[TASK DATA Boundary: Start]

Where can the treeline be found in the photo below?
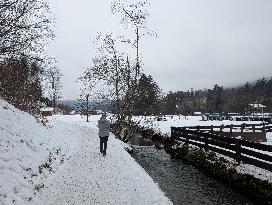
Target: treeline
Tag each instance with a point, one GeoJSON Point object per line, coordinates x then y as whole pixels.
{"type": "Point", "coordinates": [27, 74]}
{"type": "Point", "coordinates": [215, 100]}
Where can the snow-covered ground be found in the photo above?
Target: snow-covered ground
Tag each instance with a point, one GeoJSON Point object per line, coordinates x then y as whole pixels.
{"type": "Point", "coordinates": [61, 164]}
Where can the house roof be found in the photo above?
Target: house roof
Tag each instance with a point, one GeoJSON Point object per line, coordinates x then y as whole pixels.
{"type": "Point", "coordinates": [47, 109]}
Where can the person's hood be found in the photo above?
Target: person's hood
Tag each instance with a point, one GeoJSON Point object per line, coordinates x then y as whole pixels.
{"type": "Point", "coordinates": [103, 119]}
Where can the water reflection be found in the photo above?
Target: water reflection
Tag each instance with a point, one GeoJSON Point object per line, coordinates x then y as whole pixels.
{"type": "Point", "coordinates": [182, 183]}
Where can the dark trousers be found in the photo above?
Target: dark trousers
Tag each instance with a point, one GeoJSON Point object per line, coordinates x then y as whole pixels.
{"type": "Point", "coordinates": [103, 144]}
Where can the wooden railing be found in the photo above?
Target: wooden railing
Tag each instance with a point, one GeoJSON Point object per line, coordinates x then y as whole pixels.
{"type": "Point", "coordinates": [264, 127]}
{"type": "Point", "coordinates": [259, 155]}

[TASK DATA Boundary: End]

• WHAT YOU WILL DO: Scan the material above for lines holding "person" and copy each of them.

• ANSWER TO THE PROBLEM:
Where can the person's hood be found in the photo above?
Target: person's hood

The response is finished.